(Beginning of GIVEN RECORDS)

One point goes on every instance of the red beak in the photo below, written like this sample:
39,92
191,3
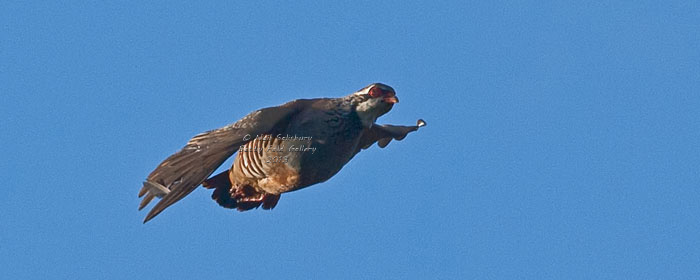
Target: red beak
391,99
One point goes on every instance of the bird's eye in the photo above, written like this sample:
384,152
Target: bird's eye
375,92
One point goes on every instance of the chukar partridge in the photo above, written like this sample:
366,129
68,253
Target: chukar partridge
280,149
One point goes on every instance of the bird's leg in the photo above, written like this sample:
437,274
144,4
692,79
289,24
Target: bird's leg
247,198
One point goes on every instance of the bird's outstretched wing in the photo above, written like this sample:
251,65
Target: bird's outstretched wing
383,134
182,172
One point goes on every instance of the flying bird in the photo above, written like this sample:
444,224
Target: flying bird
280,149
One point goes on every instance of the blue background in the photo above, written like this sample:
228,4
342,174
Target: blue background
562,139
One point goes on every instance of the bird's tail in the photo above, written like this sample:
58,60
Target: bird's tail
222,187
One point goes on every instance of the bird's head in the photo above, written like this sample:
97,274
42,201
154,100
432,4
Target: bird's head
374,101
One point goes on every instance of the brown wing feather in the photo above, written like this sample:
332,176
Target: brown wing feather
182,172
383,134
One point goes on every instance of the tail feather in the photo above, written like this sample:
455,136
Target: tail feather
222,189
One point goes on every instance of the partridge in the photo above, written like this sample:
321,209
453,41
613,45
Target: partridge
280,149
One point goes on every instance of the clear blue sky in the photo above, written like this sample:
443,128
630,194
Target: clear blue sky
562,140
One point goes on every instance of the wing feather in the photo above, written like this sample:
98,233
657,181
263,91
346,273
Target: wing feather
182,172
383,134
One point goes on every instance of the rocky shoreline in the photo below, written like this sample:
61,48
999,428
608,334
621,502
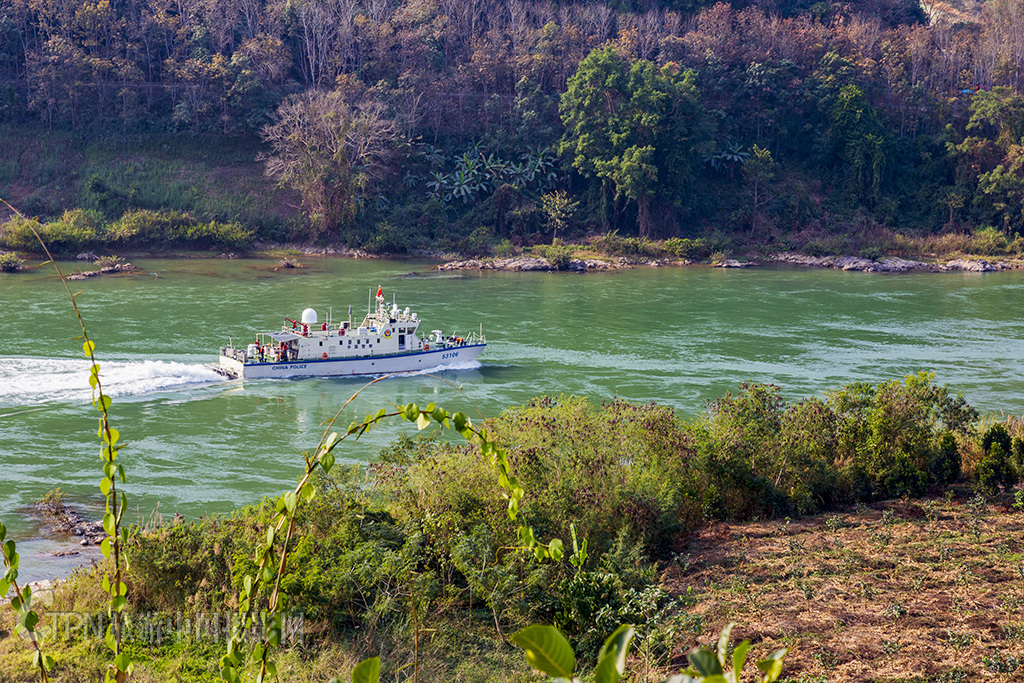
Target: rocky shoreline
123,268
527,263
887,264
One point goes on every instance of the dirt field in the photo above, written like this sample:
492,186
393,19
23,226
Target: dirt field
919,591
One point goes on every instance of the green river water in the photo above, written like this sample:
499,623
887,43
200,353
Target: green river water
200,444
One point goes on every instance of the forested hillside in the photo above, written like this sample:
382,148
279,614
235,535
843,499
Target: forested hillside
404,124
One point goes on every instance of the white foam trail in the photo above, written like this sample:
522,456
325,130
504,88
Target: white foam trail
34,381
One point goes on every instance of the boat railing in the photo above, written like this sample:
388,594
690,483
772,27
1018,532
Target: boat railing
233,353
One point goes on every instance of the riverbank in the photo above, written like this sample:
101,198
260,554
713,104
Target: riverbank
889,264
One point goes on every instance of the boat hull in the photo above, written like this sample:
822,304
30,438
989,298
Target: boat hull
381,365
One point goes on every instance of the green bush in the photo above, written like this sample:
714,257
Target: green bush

(End of GIVEN RECORDS)

▶ **EXERCISE**
I'd like the records above given again exactly, please, without the pictures.

▶ **ANSWER SPACE**
One point goes on every instance of the red beak in the photo below, written like this sample:
39,92
191,3
Target: red beak
391,99
One point goes on every instance of the bird's eye in the photo above, written like this sample:
384,152
Target: bird's eye
375,92
One point goes on every instance of the chukar partridge in the photo above, written like this sample:
366,129
68,253
Target: chukar partridge
280,149
One point goes on every instance of the bird's leg in the photo above, written like this sample:
437,274
144,4
692,79
289,24
Target: bird's leg
247,198
One point goes on every instance of the bird's outstretched wing in the photo above, written like this sample:
251,65
Target: bird's outstretched wing
383,134
182,172
One point goes on every instance of the flying bird in the photo above, written like this sample:
444,224
Target: flying bird
280,149
One point goes on every instance of the blue background in the photo above, written like this sample:
228,4
342,174
Target: blue background
562,139
One point goes on every instance of the bird's tail in the photo above, written like this sample:
58,60
Target: bird's tail
222,187
One point goes on every instance of the bird's head in the photo above, written like this sample:
97,274
42,201
154,100
432,4
Target: bird's head
374,101
One point goes on every instance of the brown wing feather in the photo above, written like this sample:
332,176
Target: brown wing feather
182,172
383,134
One point goes on every instance of the tail feather in the photo above, written like this sample:
455,136
Target: tail feather
222,189
One point goes on every instance of the partridge in the photo above, written like this sample:
321,209
453,41
613,45
Target: partridge
280,149
One point goes on every instance of the clear blue sky in the photo above, written like this sample:
443,128
630,194
Target: clear blue sky
562,140
One point goes on every instance of the wing feather in the photo above, written like this sample:
98,233
657,181
263,91
346,273
Target: wing feather
182,172
383,134
One point goes on every instance of the rocky shoreline in the photo below, written like this sample:
61,48
999,428
608,334
621,502
Target: rocky shoreline
123,268
527,263
887,264
One point goes on every instance of the dirt field in the photo above, written like this sample:
492,186
393,19
23,226
Target: dirt field
919,591
One point goes on every instance of the green river water in the photo above, written like this sample:
499,623
887,43
200,353
Target: green river water
200,444
One point goes on every instance of the forested hillside in the photo above, written like this sample:
382,148
279,614
235,535
843,499
Target: forested hillside
404,124
One point goes on every instance of the white foam trail in the photo above, written like this sample:
522,456
325,130
504,88
Target: white foam trail
34,381
One point goes on every instance of the boat railing in the photo above, written like this sample:
388,594
690,483
772,27
1018,532
Target: boat railing
233,353
One point goes on every instance of the riverbank in the photo above, written like this sample:
101,198
260,554
713,104
Target: riverbank
889,264
One point goes on every instance of the boat hull in the photo above, written like this sample:
822,304
30,438
989,298
Target: boat hull
381,365
One point goes on every instance of the green bush in the photo above, written like this sample:
714,257
Target: green bush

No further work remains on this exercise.